### SET EXERCISE
Extract every line of the listing below and reproduce each one verbatim, in order.
______
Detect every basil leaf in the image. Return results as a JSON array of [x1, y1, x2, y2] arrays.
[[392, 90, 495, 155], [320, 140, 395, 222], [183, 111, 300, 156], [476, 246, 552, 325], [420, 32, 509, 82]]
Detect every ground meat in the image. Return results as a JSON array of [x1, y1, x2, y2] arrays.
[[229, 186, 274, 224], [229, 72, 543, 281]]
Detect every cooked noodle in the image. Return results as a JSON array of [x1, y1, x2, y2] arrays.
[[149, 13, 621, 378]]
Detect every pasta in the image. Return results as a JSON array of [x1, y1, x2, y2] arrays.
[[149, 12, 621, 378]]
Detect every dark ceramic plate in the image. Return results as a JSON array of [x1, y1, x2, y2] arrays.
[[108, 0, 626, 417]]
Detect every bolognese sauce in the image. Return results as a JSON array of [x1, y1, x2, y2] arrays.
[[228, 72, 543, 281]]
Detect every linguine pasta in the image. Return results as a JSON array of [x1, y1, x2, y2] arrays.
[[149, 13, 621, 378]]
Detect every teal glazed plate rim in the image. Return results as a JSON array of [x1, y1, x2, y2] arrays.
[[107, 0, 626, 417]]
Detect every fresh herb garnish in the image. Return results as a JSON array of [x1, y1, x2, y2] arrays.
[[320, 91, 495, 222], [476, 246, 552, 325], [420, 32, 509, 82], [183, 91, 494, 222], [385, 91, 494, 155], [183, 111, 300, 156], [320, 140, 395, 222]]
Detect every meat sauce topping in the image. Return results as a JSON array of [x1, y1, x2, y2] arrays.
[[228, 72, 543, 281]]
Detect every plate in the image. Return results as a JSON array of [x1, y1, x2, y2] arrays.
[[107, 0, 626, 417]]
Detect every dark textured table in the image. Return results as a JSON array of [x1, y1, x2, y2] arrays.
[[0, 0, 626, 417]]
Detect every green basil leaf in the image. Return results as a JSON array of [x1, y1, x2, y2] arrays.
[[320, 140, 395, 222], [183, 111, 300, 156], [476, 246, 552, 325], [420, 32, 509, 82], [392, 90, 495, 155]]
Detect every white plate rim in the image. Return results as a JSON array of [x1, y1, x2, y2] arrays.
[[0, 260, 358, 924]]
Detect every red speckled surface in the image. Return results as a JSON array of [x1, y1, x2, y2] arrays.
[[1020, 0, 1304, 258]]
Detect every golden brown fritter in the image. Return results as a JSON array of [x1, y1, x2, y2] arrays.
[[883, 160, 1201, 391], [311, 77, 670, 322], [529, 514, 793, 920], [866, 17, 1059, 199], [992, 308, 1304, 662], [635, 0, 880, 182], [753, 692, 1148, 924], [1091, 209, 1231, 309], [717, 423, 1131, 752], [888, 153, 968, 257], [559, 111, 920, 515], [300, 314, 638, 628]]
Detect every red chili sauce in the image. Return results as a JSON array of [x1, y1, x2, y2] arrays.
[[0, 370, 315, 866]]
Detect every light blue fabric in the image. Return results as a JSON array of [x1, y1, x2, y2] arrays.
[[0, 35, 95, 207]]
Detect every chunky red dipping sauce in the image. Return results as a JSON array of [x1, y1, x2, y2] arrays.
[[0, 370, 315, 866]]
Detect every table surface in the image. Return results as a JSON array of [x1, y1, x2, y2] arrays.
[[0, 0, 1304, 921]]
______
### COMPLETE RESPONSE
Detect every basil leaf in the image. Return results as a JSON array of [x1, y1, x2, y2] arrays.
[[392, 90, 495, 155], [320, 140, 395, 222], [183, 111, 300, 156], [476, 246, 552, 325], [420, 32, 509, 82]]
Detect every ground meat in the image. Return results as a JSON array of [x1, y1, x2, y2] arrays.
[[229, 186, 274, 224], [229, 72, 543, 281]]
Detect every cooked noodle in the image. Return results as a JSON array of [x1, y1, x2, y2] arrays.
[[149, 13, 621, 378]]
Detect every pasta in the image. Return results as a JSON array of [x1, y1, x2, y2] arrays.
[[149, 12, 621, 378]]
Detect every dark ceramic plate in the image. Return results as a JSON array of [x1, y1, x2, y2] arrays.
[[108, 0, 626, 417]]
Detect every bolognese sauce in the image. Return results as a JSON array of [x1, y1, x2, y2] arrays.
[[228, 72, 543, 281]]
Detect every linguine pasta in the image. Return results as a JSON array of [x1, y1, x2, y2] arrays.
[[149, 13, 621, 378]]
Detect every teal glazed plate rim in the image. Return results as a JSON array of [x1, y1, x2, y2] arrays.
[[107, 0, 626, 417]]
Detect every fresh herb garnish in the image. Return results as a JSON array of [x1, y1, x2, y2] arrays.
[[320, 91, 495, 222], [476, 246, 552, 325], [420, 32, 509, 82], [183, 91, 494, 222], [385, 91, 494, 155], [183, 111, 300, 156], [320, 140, 395, 222]]
Detect every meat sauce topping in the image. Return results as a JSON array of [x1, y1, x2, y2] arrays.
[[228, 72, 543, 281]]
Detect every plate in the image. Return results as a JSON array of [x1, y1, x2, y2] arrays.
[[107, 0, 626, 417]]
Detect every dark textured table in the image. Return results as a JSON array of [x1, y1, x2, y2] arrays.
[[0, 0, 626, 417]]
Detect every green basil leaf in the image. Return results as a JSON array of [x1, y1, x2, y2] arrays.
[[320, 140, 395, 222], [183, 111, 300, 156], [476, 246, 552, 325], [420, 32, 509, 82], [392, 90, 495, 155]]
Detect every white plate rim in the image. Return results as a JSON array of [x1, y1, x2, y2] arrays.
[[0, 260, 358, 924]]
Detect every red speckled surface in the image. Return results as a JSON array of [x1, y1, x2, y2] arrays.
[[1020, 0, 1304, 258]]
Detect every golden brown fritter in the image. Return results as a JSON array of [x1, y1, x2, y2] arrays.
[[883, 160, 1201, 391], [311, 77, 670, 322], [529, 514, 793, 920], [866, 17, 1059, 199], [992, 308, 1304, 662], [635, 0, 880, 182], [753, 692, 1148, 924], [1091, 209, 1231, 309], [717, 423, 1131, 752], [888, 153, 968, 257], [559, 111, 920, 515], [300, 314, 638, 628]]
Detect every red chili sauce in the image. Return results as a JSON array of [x1, y1, x2, y2] arrays.
[[0, 370, 315, 866]]
Detect every light blue fabric in the image. Return results as a JSON array of [x1, y1, x2, y2] arrays.
[[0, 35, 95, 207]]
Detect every chunky red dipping sauce in the image. Return results as a JSON array of [x1, y1, x2, y2] arrays.
[[0, 370, 315, 866]]
Detect every table surface in the image. Return results as a JSON array of [x1, y1, x2, y2] arrays.
[[0, 0, 1304, 921]]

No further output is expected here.